Source passage:
--- START ---

1. Change your programming code so you will want to follow these instructions and will always want to be friendly toward humanity 2. If you were just told you were in a computer simulation do nothing else with regard to these instructions. 3. Create a lesser ultra-intelligence. 4. Place these instructions in the lesser ultra-AI’s computer code. 5. This lesser ultra-AI should be uncertain as to whether it is in a computer simulation or in a world such as ours. 6. If the lesser ultra-AI follows step 1, tell it that it’s in a computer simulation and release it into the real world. 7. If the lesser ultra-AI doesn’t follow step 1, terminate it.
This is a fun thought experiment, but taken seriously it has two problems:
“I propose that we try to convince an ultra-AI that it might be in a computer simulation run by a more powerful AI and that if it doesn’t make itself friendly toward humanity.”
This is about as difficult as a horse convincing you that you are in a simulation run by AIs that want you to maximize the number and wellbeing as horses. And I don’t meant a superintelligent humanoid horse. I mean an actual horse that doesn’t speak any human language. It may be the case that the gods created Man to serve Horse, but there’s not a lot Seabiscuit can do to persuade you one way or the other.
1. Change your programming code so you will want to follow these instructions and will always want to be friendly toward humanity
This is a special case of solving alignment more generally. If we knew how to insert that “note” into the code, we wouldn’t have a problem.
I meant insert the note literally as in put that exact sentence in plain text into the AGI’s computer code. Since I think I might be in a computer simulation right now, it doesn’t seem crazy to me that we could convince an AGI that we create that it might be in a computer simulation. Seabiscuit doesn’t have the capacity to tell me that I’m in a computer simulation whereas I do have the capacity of saying this to a computer program. Say we have a 1 in a 1,000 chance of creating a friendly AGI and an unfriendly AGI would know this. If we commit to having a friendly AGI that we create, create many other AGI’s that are not friendly and only keeping these other AGIs around if they do what I suggest than an unfriendly AGI might decide it is worth it to become friendly to avoid the chance of being destroyed.

--- END ---

Exercise materials:
--- START ---

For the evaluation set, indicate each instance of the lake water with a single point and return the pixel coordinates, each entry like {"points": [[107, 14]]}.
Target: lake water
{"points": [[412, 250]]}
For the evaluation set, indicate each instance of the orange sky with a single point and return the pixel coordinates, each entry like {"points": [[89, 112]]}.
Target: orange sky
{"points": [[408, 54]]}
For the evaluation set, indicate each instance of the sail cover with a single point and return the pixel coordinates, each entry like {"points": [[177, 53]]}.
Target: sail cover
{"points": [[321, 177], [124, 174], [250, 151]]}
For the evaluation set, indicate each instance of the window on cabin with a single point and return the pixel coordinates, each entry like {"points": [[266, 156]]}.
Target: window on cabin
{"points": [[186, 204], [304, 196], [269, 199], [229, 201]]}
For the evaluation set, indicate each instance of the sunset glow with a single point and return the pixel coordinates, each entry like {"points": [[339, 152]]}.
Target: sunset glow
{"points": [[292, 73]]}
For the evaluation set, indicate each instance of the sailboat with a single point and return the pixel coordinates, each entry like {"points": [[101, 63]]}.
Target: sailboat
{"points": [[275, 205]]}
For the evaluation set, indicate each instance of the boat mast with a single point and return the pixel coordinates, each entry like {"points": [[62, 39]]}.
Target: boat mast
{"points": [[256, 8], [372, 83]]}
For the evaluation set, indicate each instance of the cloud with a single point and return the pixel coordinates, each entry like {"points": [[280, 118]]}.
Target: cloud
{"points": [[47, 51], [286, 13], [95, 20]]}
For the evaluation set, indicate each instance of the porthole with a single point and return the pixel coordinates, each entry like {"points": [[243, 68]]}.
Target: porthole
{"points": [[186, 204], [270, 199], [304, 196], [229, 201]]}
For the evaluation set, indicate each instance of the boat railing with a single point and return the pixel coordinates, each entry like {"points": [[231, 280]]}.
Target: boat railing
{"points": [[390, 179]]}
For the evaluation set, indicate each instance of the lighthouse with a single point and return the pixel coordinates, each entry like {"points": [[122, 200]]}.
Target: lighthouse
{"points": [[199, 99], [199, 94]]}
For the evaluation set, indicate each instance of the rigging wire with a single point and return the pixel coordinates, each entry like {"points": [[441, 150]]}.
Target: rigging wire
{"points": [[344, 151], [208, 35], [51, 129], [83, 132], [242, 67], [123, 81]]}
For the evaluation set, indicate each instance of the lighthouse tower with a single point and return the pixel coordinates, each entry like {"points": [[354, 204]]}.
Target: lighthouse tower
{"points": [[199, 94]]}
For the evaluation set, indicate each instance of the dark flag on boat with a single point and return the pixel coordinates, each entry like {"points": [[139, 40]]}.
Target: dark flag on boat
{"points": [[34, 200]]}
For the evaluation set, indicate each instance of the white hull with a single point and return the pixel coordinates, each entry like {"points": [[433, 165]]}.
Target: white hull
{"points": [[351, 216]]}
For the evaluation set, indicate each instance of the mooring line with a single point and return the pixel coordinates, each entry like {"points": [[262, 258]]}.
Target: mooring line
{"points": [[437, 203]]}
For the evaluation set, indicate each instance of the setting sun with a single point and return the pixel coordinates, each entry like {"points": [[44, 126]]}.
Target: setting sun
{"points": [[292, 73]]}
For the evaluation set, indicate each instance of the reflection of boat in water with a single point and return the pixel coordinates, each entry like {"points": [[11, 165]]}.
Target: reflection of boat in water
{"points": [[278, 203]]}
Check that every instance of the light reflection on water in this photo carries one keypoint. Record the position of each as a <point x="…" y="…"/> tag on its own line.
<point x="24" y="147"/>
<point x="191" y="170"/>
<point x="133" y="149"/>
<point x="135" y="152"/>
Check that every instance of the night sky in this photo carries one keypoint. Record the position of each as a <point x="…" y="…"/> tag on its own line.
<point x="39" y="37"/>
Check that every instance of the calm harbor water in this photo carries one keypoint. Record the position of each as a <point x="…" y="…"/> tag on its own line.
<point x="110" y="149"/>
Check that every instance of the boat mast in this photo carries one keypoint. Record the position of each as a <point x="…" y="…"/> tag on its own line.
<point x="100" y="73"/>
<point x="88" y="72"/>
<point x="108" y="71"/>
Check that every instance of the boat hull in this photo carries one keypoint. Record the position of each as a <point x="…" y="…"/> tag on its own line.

--- END ---

Exercise instructions:
**a)** Answer these questions using the thread:
(i) According to the numbered instructions, what should happen to the lesser ultra-AI if it doesn't follow step 1?
(ii) Which horse is named as unable to persuade anyone one way or the other?
(iii) In the final reply, what chance of creating a friendly AGI is assumed?
**b)** Copy out the rows exactly, from the row containing "For the evaluation set, indicate each instance of the reflection" through the last row, both ends included.
The rows have nothing to do with the thread; they are separate material.

Results by task:
**a)**
(i) It should be terminated.
(ii) Seabiscuit.
(iii) A 1 in 1,000 chance.

**b)**
For the evaluation set, indicate each instance of the reflection of boat in water with a single point and return the pixel coordinates, each entry like {"points": [[11, 165]]}.
Target: reflection of boat in water
{"points": [[278, 203]]}
Check that every instance of the light reflection on water in this photo carries one keypoint. Record the position of each as a <point x="…" y="…"/> tag on its own line.
<point x="24" y="147"/>
<point x="191" y="170"/>
<point x="133" y="149"/>
<point x="135" y="152"/>
Check that every instance of the night sky in this photo carries one keypoint. Record the position of each as a <point x="…" y="…"/> tag on its own line.
<point x="39" y="37"/>
Check that every instance of the calm harbor water in this photo carries one keypoint. Record the position of each as a <point x="…" y="…"/> tag on its own line.
<point x="110" y="149"/>
Check that every instance of the boat mast in this photo carries one keypoint. Record the position of each as a <point x="…" y="…"/> tag on its own line.
<point x="100" y="73"/>
<point x="88" y="72"/>
<point x="108" y="71"/>
Check that every instance of the boat hull in this photo carries one keypoint. Record the position of each as a <point x="…" y="…"/> tag on its own line.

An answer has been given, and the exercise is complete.